**Opdrachten**
[a] Herschrijf het stuk uit de tekst over de SUP-richtlijn dat begint bij "Wanneer gaan welke" en eindigt bij "van een lidstaat.". Zet daarin "verbodsbepalingen" op de plaats van "verboden".
[b] Noem alle verschillende samengestelde woorden in de tekst over de SUP-richtlijn die met "SUP-" beginnen.

**Pagina**

########

Kunststoffen

SUP-richtlijn

Met de ‘Single Use Plastics’-richtlijn (SUP) wil de EU eenmalige kunststofproducten die het meest worden aangetroffen op de Europese stranden aanpakken. We bundelen veelgestelde vragen en antwoorden.


Wanneer gaan welke SUP-maatregelen van kracht?

De SUP-richtlijn moest tegen 3 juli 2021 zijn ingevoerd in de regelgeving van EU-lidstaten. Naast deze generieke deadline zijn er nog een aantal specifieke data waarop nieuwe SUP-regels van kracht worden.

De SUP-richtlijn verplicht lidstaten bepaalde maatregelen te nemen in de vorm van bijvoorbeeld verboden of verplichtingen. Zolang deze maatregelen niet zijn goedgekeurd in federale of regionale wetgeving, zijn ze niet van toepassing. Enkel in het geval van een Europese (uitvoerings)verordening zijn de maatregelen rechtstreeks van kracht zonder dat er nog omzetting nodig is in wetgeving van een lidstaat.

Lidstaten hebben de mogelijkheid om bepaalde maatregelen die zijn voorzien in de SUP-richtlijn aan te vullen met eigen maatregelen.

########

**Aangeleverde gegevens**

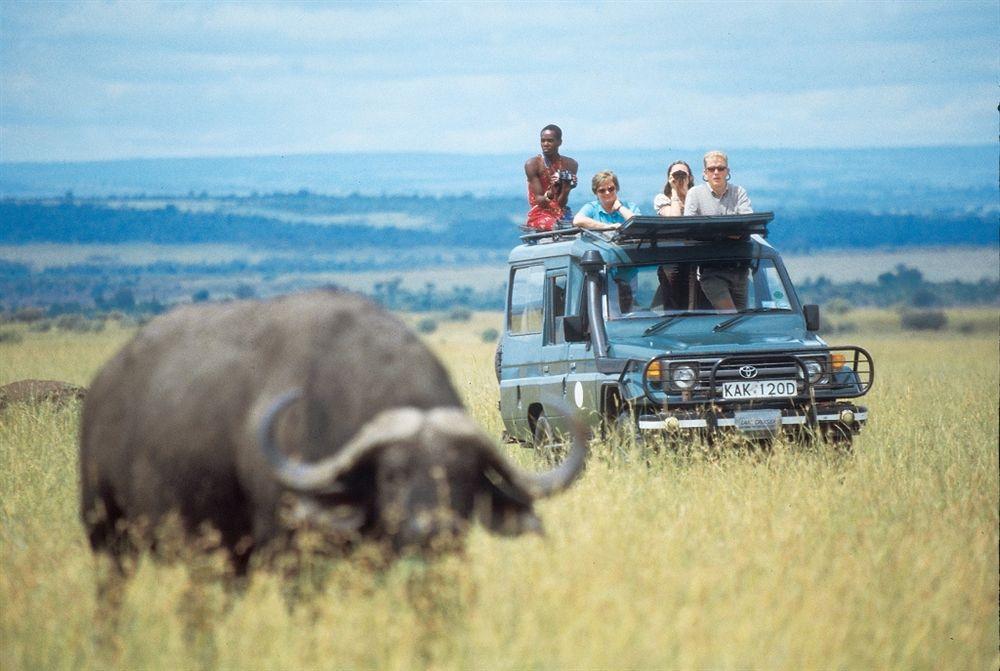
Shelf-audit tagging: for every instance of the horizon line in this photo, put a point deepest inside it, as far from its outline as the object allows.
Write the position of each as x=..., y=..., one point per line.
x=380, y=152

########

**Antwoorden**
[a]
Wanneer gaan welke SUP-maatregelen van kracht?

De SUP-richtlijn moest tegen 3 juli 2021 zijn ingevoerd in de regelgeving van EU-lidstaten. Naast deze generieke deadline zijn er nog een aantal specifieke data waarop nieuwe SUP-regels van kracht worden.

De SUP-richtlijn verplicht lidstaten bepaalde maatregelen te nemen in de vorm van bijvoorbeeld verbodsbepalingen of verplichtingen. Zolang deze maatregelen niet zijn goedgekeurd in federale of regionale wetgeving, zijn ze niet van toepassing. Enkel in het geval van een Europese (uitvoerings)verordening zijn de maatregelen rechtstreeks van kracht zonder dat er nog omzetting nodig is in wetgeving van een lidstaat.

[b] SUP-richtlijn, SUP-maatregelen, SUP-regels